Point-per-instance localization data:

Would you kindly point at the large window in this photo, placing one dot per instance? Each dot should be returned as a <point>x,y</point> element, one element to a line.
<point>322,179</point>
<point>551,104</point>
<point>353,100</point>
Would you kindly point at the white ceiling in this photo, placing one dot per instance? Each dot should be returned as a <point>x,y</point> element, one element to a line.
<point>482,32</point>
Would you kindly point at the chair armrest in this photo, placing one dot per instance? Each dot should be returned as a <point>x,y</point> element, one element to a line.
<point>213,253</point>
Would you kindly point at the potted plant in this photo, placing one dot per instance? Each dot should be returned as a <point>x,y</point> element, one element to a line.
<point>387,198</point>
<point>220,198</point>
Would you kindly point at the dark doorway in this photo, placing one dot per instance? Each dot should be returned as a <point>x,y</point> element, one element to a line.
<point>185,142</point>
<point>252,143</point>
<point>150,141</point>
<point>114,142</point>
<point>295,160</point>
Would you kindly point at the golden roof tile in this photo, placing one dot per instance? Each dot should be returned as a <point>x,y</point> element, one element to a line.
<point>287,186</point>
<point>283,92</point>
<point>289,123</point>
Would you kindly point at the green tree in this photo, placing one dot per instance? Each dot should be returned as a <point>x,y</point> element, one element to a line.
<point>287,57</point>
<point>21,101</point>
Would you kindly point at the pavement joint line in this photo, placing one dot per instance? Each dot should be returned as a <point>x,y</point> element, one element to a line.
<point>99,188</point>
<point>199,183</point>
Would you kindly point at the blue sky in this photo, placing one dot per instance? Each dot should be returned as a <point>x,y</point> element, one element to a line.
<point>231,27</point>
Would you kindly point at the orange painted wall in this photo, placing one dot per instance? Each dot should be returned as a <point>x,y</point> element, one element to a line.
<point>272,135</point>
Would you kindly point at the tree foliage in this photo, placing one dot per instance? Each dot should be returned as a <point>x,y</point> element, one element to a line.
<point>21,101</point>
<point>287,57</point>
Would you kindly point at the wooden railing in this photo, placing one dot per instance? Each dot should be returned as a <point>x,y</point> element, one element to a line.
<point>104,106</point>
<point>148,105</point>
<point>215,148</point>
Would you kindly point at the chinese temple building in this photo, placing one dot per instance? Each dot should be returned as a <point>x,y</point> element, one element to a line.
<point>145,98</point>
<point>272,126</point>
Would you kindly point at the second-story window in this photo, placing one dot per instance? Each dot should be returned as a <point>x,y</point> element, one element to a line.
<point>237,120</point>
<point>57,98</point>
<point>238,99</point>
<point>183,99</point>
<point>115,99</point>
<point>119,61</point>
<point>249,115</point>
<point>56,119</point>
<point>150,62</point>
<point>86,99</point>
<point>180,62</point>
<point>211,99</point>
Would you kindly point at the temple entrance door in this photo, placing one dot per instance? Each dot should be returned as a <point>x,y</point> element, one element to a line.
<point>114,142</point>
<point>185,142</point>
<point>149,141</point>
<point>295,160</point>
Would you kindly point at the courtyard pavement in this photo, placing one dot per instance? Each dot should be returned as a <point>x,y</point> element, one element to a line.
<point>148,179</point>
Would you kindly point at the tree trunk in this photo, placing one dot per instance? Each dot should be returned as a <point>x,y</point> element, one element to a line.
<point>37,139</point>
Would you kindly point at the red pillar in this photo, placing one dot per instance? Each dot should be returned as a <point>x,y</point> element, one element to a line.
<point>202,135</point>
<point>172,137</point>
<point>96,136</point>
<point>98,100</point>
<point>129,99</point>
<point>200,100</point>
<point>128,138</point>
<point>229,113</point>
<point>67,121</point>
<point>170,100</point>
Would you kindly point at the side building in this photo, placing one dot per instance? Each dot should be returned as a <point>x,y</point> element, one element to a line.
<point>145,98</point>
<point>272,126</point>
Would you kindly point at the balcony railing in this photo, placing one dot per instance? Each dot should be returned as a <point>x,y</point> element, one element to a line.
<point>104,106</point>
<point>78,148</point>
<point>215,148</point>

**Required action:** What this exercise asks for is an exact copy of all the records.

**Written response:**
Would you kindly point at the large window in this photo, placing one dot per instance? Each dot should be returned as a <point>x,y</point> element, one element to a line.
<point>322,179</point>
<point>551,104</point>
<point>353,100</point>
Would you kindly point at the white ceiling in this photo, placing one dot per instance? Each dot should be returned as a <point>x,y</point> element, one element to a line.
<point>482,32</point>
Would you kindly point at the chair armrest in this photo, placing one dot per instance? Each dot should be returned as a <point>x,y</point> element, one element to a line.
<point>213,253</point>
Would you kindly point at the potted plant in this photo, placing one dot per instance? Each dot should be returned as a <point>x,y</point> element, one element to a line.
<point>387,198</point>
<point>220,198</point>
Would you kindly point at the dark doorway in this photo, placing one dot per instance? Each dot should be returned as a <point>x,y</point> element, one element to a line.
<point>185,142</point>
<point>252,143</point>
<point>150,141</point>
<point>114,142</point>
<point>295,160</point>
Would you kindly point at the golden roof tile in this photo, placing one dot per instance? Each dot should be returned as a <point>x,y</point> element, one element to a line.
<point>287,186</point>
<point>283,92</point>
<point>289,123</point>
Would you kindly point at the green tree in this photo, placing one dot per instance? Each dot should be returned as a <point>x,y</point> element, one element to a line.
<point>287,57</point>
<point>21,101</point>
Would you kindly point at the pavement joint line in this photo, placing one dot per instance? Each dot should be returned as a <point>x,y</point> element, one element to a line.
<point>99,188</point>
<point>199,183</point>
Would you kindly point at the blue sky in this photo, placing one dot per instance? Each dot should be returned as a <point>x,y</point> element, one element to a line.
<point>231,27</point>
Would you kindly point at the orange painted wall in this photo, placing one dot per instance? Each dot should be returned as a <point>x,y</point> element, one element to a line.
<point>272,135</point>
Would you kindly point at the tree foliage in this photo, placing one dot per instance? Each dot should be returned as a <point>x,y</point> element, one element to a line.
<point>21,101</point>
<point>287,57</point>
Would you kindly point at the wooden railing in this photo, placing one dot per instance? Each dot should be returned as a <point>x,y</point> element, one element to a line.
<point>104,106</point>
<point>148,105</point>
<point>215,148</point>
Would you kindly point at the chinese temple building in this photo, placing one dot per instance? Each dot should be returned as a <point>x,y</point> element, one element to a line.
<point>145,98</point>
<point>272,126</point>
Would you kindly point at the second-story window in this photo, placing one dot per instance? Each dot should be returned as a <point>x,y</point> element, one element to a line.
<point>237,120</point>
<point>57,98</point>
<point>238,99</point>
<point>183,99</point>
<point>115,99</point>
<point>119,61</point>
<point>249,115</point>
<point>56,119</point>
<point>150,62</point>
<point>86,99</point>
<point>180,62</point>
<point>211,99</point>
Would you kindly point at the temple entrance door in this photo, placing one dot per instance? Each dot should be returned as a <point>x,y</point> element, one element to a line.
<point>114,142</point>
<point>185,142</point>
<point>149,141</point>
<point>295,160</point>
Would you kindly point at the courtyard pavement in this photo, placing one dot per instance? Each dot should be returned as a <point>x,y</point> element, one element to a line.
<point>148,179</point>
Would you kindly point at the tree trunk in this photo, placing one dot per instance? Each dot should be returned as a <point>x,y</point> element, one element to a line.
<point>37,139</point>
Would you kindly point at the red pillar in this photo, placing one dot per instance? Each dot should be returned as a <point>x,y</point> element, one element to a line.
<point>202,135</point>
<point>172,137</point>
<point>96,136</point>
<point>98,100</point>
<point>129,99</point>
<point>200,100</point>
<point>128,138</point>
<point>229,113</point>
<point>67,121</point>
<point>170,100</point>
Would you kindly point at the side building in this photo, placing one dot per instance? Each dot should be returned as a <point>x,y</point> element, one element to a line.
<point>145,98</point>
<point>272,126</point>
Would you kindly point at the balcony railing in this photo, placing one dot per instance? Each dot should be returned as a <point>x,y</point> element, one element to a line.
<point>104,106</point>
<point>78,148</point>
<point>215,148</point>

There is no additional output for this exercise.